— START OF DATA EXCERPTS —

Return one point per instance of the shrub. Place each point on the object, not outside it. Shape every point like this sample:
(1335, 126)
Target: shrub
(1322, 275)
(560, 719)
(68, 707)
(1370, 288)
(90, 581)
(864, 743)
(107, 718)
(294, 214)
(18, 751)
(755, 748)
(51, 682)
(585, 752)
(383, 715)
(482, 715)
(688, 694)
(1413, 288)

— END OF DATA EXCERPTS —

▶ **WRITTEN EXERCISE**: Copy the material above word for word, keeping every line and mark unchanged.

▶ **EXERCISE SOLUTION**:
Return one point per instance of the shrub. Place each point on the object, not outside it. Shape every point like this sample:
(1335, 126)
Target: shrub
(1322, 275)
(560, 719)
(68, 707)
(1370, 288)
(90, 581)
(864, 743)
(107, 718)
(294, 214)
(18, 751)
(755, 748)
(51, 682)
(585, 752)
(383, 715)
(482, 715)
(688, 694)
(1413, 288)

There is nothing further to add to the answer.